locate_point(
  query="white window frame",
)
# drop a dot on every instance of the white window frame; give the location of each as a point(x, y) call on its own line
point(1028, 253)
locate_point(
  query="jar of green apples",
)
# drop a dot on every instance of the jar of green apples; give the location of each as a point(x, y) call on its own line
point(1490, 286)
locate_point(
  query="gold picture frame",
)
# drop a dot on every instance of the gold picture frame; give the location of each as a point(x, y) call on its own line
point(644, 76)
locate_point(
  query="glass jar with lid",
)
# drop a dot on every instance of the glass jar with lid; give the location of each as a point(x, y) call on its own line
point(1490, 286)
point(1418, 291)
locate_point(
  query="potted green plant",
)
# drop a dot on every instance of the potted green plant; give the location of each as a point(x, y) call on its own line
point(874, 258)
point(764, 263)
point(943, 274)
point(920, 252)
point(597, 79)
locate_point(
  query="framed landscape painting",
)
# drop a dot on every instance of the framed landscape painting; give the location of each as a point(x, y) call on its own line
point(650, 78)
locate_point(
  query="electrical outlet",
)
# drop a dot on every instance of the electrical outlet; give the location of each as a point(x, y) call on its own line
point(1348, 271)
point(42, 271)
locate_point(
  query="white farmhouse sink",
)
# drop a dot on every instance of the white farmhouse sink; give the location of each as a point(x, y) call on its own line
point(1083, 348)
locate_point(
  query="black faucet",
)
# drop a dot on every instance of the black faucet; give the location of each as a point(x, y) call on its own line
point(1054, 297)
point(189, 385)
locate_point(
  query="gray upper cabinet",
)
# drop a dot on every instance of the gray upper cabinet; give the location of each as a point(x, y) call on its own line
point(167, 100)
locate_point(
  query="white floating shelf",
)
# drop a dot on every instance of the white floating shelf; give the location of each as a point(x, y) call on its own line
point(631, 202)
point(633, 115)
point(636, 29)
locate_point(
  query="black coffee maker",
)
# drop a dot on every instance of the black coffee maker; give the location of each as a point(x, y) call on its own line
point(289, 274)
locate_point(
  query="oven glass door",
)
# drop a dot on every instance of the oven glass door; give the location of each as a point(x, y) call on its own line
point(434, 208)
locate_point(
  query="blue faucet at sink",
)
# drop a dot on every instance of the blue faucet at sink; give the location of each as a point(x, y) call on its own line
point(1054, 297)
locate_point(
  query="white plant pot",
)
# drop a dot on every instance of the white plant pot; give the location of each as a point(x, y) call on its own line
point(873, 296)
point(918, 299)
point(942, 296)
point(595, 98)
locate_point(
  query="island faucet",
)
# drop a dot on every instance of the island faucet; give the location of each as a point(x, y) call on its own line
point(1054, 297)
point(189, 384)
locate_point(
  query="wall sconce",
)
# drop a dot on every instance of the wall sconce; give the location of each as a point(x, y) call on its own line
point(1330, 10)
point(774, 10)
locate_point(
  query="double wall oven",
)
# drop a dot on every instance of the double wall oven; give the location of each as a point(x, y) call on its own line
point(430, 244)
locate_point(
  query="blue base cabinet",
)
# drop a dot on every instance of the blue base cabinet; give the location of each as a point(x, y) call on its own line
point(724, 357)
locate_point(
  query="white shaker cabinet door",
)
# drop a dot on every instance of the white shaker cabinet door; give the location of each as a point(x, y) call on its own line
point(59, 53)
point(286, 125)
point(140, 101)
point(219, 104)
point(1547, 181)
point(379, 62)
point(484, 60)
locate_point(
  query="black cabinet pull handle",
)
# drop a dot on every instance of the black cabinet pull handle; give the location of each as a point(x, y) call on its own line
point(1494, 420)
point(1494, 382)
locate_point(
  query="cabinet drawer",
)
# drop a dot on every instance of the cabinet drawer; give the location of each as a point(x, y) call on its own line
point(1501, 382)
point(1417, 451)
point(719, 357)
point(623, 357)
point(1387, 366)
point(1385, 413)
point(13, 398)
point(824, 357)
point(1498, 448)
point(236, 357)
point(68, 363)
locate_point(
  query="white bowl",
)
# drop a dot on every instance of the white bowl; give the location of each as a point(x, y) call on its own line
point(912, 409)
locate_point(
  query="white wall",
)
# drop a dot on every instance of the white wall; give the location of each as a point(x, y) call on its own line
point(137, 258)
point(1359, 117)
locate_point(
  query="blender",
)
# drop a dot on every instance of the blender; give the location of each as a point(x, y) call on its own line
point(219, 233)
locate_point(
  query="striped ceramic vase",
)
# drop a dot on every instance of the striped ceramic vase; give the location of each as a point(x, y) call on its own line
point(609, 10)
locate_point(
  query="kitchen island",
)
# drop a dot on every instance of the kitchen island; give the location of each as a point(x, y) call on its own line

__________________________________________________

■ Prompt ■
Write out the material again, requests included, starting at its first line and ending at the line that contains "point(1028, 253)". Scale every coordinate in the answers by 1.6 and round to whole numbers, with halves rounded up.

■ Response to this task ■
locate_point(
  query="white window frame",
)
# drop a dot on every instance of the white window frame; give the location of each as a point(x, y) call on its own line
point(1645, 405)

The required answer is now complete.